_Zu lösende Aufgaben_.
[1] Gib den Abschnitt des Textauszugs wortgetreu wieder, der mit den Worten beginnt, in denen "Aus der Geschichte" steht, und mit "sozialistische Option fest." schließt.
[2] Sammle aus den Einträgen jede Zeile, in der das Wort "striped" vorkommt, und schreibe sie unverändert ab.

Bei all diesen Entscheidungen wurde deutlich, dass der juristische Weg eigentlich erst der zweite Schritt war. Am Anfang stand der politische Wille, der nach einem adäquaten juristischen Weg suchen ließ. Ungarn hat damit nicht zuletzt aktuelle Entwicklungen des Völkerstrafrechts reflektiert und sich eine Rechtsauffassung zu eigen gemacht, wonach unerträgliche Menschenrechtsverstöße auf internationaler Ebene strafbar sein müssen. Dem Völkerrecht kommt dabei die Funktion zu, Menschenrechte zu schützen - auch oder gerade dann, wenn das nationale Recht dazu nicht in der Lage ist. Zweifelsfrei war die hier nur grob skizzierte Debatte in Ungarn auch von der Entschlossenheit grundiert, das Vertrauen in einen entstehenden Rechtsstaat nicht durch juristisch inkonsequente Lösungen zu erschüttern.

Aus der Geschichte der Ungarischen Volksrepublik

1945 - 1949 Nach der Befreiung durch die sowjetische Armee übernimmt die KP (sie nennt sich ab 1948 nach Vereinigung mit der ungarischen Sozialdemokratie Partei der Ungarischen Werktätigen/PdUW) die politische Führung des Landes. Die im August 1949 verabschiedete Verfassung definiert den Staat als Volksrepublik und schreibt die sozialistische Option fest.

_Einträge im Datensatz_.
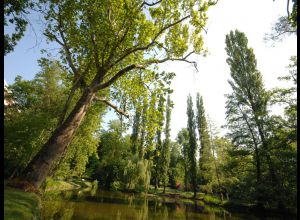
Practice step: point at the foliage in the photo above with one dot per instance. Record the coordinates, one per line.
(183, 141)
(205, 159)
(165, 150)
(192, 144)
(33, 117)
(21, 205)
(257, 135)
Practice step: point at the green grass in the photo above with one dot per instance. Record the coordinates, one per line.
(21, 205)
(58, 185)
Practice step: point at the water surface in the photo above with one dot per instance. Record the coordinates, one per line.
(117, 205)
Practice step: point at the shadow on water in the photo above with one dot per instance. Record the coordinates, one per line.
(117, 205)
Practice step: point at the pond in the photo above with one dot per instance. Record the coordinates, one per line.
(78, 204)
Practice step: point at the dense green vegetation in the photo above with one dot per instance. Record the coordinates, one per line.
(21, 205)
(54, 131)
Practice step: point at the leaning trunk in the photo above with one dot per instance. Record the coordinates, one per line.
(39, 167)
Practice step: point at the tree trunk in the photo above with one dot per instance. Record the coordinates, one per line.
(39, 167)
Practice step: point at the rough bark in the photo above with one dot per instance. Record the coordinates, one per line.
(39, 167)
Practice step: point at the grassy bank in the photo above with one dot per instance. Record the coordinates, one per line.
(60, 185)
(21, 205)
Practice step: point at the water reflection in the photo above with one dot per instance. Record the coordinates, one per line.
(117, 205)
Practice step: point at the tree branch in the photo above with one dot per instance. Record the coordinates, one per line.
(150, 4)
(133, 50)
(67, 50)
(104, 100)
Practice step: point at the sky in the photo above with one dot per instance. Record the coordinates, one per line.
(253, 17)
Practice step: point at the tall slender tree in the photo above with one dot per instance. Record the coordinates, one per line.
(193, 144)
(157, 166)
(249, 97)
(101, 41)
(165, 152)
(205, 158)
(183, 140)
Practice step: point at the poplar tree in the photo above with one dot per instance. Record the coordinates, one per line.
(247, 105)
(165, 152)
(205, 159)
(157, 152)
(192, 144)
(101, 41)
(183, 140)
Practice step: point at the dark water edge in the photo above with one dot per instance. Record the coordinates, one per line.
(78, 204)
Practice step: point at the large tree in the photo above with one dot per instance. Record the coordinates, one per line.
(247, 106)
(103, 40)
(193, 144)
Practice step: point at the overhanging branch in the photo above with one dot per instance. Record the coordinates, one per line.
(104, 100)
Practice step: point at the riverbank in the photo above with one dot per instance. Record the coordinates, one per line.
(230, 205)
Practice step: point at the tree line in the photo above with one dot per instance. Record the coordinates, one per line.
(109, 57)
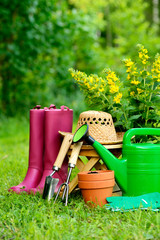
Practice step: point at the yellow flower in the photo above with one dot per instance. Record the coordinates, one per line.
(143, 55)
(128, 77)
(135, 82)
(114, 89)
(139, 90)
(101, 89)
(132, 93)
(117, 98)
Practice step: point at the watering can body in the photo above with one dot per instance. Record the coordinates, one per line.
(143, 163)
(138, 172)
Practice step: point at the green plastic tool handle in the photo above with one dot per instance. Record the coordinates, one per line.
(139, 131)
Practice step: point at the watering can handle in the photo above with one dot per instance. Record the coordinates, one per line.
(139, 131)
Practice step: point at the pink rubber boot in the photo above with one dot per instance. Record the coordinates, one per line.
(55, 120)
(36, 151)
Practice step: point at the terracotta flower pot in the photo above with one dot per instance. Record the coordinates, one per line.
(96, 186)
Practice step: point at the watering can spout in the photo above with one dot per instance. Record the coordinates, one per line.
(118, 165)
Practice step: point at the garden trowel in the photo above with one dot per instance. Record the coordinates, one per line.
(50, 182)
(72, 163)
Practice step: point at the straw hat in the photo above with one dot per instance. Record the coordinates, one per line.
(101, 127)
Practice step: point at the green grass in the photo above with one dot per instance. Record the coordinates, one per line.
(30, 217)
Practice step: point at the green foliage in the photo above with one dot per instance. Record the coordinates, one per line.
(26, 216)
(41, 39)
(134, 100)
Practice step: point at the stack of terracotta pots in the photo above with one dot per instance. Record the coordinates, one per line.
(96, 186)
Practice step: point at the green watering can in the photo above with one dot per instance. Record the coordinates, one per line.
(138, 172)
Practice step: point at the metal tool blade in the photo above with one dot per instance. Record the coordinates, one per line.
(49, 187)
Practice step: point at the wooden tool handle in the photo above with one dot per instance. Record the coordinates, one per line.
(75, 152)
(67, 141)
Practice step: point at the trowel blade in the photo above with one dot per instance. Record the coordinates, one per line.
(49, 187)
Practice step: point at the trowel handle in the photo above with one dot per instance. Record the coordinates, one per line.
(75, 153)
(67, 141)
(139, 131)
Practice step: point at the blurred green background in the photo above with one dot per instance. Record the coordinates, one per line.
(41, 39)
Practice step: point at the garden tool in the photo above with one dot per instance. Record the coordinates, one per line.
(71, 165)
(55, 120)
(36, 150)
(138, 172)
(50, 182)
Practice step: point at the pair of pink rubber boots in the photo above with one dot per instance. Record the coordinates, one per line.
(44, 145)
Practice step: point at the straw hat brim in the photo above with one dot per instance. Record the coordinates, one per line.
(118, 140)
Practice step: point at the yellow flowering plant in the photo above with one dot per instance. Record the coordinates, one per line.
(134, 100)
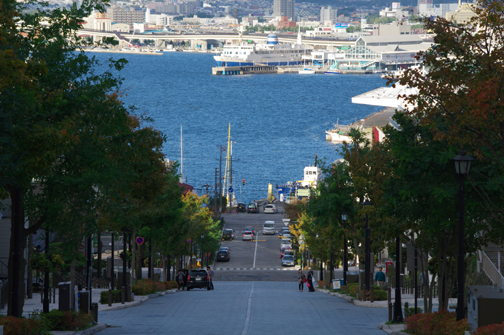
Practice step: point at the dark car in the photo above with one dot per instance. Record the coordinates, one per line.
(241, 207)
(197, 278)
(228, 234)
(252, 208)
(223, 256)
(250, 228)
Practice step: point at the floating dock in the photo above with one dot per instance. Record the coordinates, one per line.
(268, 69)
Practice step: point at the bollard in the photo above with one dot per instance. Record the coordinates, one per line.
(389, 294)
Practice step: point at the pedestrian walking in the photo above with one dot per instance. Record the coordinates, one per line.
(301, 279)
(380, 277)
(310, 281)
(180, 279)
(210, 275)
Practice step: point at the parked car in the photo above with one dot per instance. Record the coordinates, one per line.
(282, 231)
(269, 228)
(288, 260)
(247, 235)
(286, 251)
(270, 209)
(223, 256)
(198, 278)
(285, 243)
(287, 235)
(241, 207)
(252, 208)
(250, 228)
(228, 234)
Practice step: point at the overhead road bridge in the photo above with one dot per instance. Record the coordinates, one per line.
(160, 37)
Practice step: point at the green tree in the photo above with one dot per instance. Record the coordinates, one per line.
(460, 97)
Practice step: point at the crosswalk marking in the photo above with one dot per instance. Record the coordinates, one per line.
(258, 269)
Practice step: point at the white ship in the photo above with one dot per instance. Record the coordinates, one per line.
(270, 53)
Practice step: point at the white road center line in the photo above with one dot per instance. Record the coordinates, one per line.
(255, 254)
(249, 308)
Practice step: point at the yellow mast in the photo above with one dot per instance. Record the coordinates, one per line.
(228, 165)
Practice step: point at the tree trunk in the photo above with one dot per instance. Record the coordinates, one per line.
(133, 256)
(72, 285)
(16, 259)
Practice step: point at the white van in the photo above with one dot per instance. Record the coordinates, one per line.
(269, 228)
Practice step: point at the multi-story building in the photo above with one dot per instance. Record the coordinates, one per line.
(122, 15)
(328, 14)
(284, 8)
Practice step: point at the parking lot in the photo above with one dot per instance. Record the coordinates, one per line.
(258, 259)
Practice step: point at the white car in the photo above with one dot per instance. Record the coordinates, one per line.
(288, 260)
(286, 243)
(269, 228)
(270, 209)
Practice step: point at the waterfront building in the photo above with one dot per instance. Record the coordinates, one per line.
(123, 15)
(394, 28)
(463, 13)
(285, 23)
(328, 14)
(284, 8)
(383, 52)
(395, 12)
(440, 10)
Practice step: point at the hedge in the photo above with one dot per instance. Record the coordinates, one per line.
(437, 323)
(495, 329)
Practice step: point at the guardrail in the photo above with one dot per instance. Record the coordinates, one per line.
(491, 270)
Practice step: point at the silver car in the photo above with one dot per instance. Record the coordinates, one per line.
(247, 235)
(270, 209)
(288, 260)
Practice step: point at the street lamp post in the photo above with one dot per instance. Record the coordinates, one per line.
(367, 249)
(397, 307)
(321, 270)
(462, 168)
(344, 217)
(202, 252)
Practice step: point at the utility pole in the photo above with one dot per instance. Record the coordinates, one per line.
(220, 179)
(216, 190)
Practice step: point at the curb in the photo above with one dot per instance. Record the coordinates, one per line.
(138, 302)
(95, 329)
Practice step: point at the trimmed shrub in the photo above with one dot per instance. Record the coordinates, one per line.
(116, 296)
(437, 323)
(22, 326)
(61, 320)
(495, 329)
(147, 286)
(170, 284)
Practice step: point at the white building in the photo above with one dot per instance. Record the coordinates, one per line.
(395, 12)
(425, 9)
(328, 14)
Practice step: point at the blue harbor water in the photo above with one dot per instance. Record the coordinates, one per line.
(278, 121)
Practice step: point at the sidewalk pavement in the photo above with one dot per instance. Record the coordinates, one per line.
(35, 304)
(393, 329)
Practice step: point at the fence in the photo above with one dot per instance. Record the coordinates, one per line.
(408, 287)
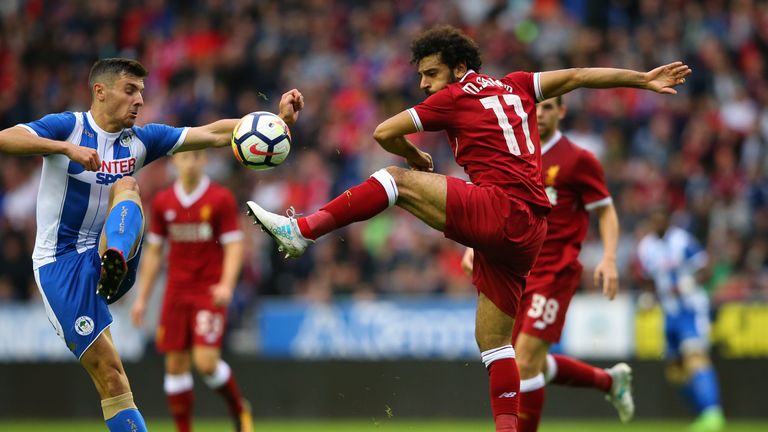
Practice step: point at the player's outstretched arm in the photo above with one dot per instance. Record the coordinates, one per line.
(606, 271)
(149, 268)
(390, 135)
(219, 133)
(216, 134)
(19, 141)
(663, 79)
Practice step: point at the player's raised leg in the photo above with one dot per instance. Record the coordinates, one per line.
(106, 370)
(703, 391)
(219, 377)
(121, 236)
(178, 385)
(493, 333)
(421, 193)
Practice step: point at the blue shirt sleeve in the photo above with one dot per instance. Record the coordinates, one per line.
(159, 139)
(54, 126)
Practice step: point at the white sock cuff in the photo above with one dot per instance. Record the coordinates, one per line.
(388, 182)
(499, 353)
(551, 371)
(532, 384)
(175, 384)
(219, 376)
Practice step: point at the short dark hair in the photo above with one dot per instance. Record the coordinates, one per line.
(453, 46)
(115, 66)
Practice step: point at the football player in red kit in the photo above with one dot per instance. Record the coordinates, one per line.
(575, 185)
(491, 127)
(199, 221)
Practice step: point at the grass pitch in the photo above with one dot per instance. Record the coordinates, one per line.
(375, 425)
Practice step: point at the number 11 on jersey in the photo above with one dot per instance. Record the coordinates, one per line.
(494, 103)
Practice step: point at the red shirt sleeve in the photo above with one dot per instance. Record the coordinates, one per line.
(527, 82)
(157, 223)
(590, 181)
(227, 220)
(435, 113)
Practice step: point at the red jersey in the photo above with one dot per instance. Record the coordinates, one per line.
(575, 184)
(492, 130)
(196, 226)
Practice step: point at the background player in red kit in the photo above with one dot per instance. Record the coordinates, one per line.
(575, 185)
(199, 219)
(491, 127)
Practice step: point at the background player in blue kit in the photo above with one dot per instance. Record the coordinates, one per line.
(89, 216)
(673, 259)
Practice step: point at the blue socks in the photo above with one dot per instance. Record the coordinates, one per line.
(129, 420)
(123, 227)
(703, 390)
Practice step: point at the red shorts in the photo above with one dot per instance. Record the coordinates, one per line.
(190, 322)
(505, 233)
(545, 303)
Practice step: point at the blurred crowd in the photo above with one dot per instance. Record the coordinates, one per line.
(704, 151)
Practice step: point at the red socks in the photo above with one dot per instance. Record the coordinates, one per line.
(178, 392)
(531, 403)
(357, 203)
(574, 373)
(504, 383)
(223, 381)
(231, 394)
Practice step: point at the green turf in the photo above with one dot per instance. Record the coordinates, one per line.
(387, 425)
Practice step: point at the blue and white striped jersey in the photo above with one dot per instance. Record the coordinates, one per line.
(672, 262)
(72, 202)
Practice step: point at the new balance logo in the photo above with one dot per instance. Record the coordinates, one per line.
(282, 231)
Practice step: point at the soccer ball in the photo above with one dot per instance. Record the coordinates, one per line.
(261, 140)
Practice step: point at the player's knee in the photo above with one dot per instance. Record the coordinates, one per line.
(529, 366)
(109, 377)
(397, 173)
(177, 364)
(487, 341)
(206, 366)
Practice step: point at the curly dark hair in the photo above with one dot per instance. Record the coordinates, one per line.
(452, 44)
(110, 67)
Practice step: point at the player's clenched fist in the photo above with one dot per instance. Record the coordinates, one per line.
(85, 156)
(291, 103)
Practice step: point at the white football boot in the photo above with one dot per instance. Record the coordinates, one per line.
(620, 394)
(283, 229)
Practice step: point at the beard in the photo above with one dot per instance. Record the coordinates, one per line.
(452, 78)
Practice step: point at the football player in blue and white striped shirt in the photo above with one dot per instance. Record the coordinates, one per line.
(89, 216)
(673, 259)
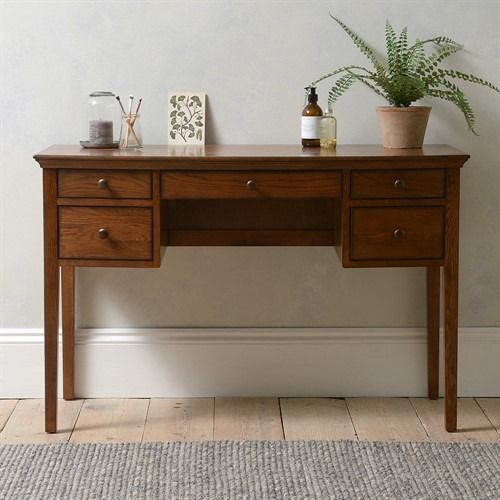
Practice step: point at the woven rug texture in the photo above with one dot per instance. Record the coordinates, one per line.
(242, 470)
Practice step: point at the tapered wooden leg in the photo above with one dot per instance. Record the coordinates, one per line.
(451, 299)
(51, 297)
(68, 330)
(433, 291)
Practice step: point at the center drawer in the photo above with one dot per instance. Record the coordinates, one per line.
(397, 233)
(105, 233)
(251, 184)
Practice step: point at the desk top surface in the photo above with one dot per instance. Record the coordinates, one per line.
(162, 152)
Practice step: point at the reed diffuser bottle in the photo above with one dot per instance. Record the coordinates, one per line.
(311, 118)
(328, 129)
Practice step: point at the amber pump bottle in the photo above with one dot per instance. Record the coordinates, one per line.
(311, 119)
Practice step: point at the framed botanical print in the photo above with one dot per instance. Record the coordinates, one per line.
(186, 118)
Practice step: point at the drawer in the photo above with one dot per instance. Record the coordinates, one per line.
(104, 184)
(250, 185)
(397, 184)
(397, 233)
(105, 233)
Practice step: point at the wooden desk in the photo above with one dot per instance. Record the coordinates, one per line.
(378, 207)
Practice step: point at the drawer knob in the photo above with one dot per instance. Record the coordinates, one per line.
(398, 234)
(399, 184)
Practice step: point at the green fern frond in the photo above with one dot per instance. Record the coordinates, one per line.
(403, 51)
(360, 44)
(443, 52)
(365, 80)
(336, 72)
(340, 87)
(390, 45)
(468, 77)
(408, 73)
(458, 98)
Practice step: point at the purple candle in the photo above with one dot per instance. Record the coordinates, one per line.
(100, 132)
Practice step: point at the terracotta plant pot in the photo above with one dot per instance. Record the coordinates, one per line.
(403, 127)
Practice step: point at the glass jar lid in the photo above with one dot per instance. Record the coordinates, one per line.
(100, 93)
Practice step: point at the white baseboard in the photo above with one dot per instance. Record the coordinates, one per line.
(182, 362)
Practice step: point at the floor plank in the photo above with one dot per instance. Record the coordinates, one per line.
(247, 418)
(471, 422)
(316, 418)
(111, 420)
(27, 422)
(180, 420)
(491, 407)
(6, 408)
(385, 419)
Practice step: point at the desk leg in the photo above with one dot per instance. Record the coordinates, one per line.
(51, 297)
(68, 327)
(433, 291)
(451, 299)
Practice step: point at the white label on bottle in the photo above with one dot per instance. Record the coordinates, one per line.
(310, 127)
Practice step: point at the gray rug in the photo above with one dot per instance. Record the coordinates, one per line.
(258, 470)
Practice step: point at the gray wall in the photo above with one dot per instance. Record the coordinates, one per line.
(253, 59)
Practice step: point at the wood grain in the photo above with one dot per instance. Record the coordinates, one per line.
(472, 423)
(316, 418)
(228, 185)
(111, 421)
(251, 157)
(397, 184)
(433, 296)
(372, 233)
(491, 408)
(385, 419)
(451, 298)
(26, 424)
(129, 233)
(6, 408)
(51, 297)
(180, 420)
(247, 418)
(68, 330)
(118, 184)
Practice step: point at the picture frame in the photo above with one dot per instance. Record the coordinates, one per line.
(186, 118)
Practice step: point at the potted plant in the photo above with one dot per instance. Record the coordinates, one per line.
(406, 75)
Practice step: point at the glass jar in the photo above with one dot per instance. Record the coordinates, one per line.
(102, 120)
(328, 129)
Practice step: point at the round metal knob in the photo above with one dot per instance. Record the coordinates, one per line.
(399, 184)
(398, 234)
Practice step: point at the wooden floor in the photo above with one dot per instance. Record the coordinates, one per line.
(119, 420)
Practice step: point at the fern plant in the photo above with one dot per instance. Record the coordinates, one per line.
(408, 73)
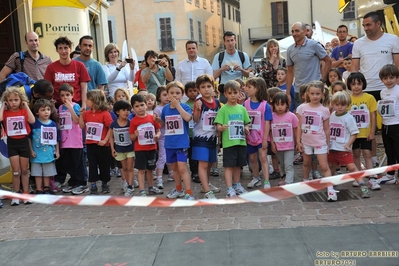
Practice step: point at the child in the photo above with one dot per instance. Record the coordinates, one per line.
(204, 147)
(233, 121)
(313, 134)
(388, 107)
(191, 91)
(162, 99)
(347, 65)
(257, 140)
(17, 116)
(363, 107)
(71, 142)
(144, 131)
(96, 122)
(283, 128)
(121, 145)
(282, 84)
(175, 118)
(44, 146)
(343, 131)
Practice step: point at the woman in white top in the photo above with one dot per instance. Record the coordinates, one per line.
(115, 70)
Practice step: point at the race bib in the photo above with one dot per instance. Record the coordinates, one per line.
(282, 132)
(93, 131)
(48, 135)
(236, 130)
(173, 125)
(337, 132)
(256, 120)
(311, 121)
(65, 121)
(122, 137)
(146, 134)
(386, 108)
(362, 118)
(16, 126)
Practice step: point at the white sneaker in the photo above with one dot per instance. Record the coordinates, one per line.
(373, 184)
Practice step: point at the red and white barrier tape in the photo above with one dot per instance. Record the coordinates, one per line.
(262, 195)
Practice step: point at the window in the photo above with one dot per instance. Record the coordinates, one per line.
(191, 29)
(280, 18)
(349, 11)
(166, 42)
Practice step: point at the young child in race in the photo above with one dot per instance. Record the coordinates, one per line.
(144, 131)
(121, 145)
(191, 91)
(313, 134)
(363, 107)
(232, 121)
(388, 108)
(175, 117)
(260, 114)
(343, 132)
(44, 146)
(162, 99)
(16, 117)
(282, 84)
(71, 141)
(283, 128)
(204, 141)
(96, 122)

_Erwartete Antworten_.
[1]
Aus der Geschichte der Ungarischen Volksrepublik

1945 - 1949 Nach der Befreiung durch die sowjetische Armee übernimmt die KP (sie nennt sich ab 1948 nach Vereinigung mit der ungarischen Sozialdemokratie Partei der Ungarischen Werktätigen/PdUW) die politische Führung des Landes. Die im August 1949 verabschiedete Verfassung definiert den Staat als Volksrepublik und schreibt die sozialistische Option fest.

[2]
Practice step: point at the blue and white striped jersey in the photo above with one dot per instance. Record the coordinates, one per line.
Practice step: point at the football player in blue and white striped shirt in the photo above with one dot per instance. Record the coordinates, one per line.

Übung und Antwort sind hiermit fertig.